Tally the lines of the listing below that contain the string "flower", with case counting, and give only the number.

##### Excerpted data #####

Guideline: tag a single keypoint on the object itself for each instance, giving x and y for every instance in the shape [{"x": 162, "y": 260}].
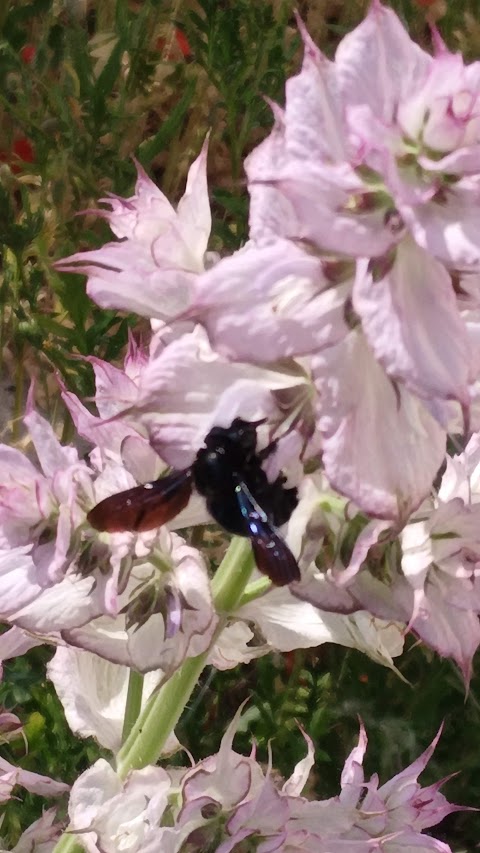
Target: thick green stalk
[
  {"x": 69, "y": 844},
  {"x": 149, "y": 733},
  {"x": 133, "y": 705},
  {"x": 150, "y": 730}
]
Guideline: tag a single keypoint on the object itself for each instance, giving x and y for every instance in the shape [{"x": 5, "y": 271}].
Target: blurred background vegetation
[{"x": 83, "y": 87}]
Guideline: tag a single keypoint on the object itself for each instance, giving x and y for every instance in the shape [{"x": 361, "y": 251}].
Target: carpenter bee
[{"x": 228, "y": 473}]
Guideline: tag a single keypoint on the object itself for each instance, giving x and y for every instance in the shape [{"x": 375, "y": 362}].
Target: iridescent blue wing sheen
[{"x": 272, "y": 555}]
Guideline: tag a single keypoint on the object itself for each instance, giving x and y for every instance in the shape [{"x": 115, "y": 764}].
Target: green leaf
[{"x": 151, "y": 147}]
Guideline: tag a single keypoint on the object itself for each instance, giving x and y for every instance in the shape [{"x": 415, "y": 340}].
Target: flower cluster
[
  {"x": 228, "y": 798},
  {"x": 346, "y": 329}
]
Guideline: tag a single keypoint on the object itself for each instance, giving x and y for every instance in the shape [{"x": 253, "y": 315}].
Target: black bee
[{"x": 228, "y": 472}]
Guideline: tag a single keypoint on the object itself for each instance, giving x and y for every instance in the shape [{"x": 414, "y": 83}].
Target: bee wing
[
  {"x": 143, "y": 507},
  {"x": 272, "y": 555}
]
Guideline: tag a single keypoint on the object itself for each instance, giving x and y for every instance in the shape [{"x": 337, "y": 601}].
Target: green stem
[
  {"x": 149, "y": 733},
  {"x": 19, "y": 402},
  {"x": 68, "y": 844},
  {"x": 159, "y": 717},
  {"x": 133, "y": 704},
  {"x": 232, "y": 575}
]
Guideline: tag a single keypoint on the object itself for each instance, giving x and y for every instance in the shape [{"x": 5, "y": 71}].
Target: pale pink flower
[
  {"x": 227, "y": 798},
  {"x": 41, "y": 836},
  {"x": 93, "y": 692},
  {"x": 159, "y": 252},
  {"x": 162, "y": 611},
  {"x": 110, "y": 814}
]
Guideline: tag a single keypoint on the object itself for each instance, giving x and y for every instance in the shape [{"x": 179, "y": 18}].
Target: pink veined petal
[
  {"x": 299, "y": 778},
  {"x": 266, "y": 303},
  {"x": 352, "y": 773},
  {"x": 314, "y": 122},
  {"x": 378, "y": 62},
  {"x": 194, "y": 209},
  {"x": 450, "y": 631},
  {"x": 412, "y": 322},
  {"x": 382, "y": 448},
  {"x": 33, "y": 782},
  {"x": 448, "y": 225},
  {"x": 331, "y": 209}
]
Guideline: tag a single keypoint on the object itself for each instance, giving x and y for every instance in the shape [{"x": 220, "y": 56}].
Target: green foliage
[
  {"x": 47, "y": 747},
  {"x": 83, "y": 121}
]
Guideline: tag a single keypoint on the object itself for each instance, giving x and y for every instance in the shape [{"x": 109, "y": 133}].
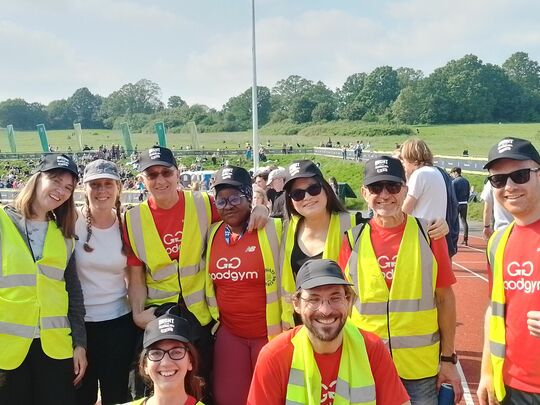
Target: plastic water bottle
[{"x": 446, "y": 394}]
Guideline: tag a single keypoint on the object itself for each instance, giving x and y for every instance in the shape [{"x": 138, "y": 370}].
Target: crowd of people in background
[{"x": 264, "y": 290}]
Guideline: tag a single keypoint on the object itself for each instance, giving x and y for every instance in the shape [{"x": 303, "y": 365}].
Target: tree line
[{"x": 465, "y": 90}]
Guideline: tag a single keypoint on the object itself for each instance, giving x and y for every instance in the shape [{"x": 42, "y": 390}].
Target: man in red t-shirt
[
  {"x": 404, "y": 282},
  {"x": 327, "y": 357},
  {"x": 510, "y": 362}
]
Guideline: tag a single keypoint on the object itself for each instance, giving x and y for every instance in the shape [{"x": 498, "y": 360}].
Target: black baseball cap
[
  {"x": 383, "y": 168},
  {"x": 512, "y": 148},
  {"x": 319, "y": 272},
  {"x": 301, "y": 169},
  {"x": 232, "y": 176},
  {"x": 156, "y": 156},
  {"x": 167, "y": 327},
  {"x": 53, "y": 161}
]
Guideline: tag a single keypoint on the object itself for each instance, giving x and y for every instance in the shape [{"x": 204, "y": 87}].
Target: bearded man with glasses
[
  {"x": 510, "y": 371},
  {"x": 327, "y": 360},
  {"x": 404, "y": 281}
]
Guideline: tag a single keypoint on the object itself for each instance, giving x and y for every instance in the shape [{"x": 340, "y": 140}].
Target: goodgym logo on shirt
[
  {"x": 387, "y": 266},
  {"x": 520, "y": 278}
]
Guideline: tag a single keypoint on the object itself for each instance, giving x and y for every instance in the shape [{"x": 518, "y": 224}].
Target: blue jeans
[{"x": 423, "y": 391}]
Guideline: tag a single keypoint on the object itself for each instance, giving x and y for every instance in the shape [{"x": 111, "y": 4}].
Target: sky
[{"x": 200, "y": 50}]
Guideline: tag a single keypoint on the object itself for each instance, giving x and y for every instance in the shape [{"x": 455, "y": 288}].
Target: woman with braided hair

#####

• Solution to this task
2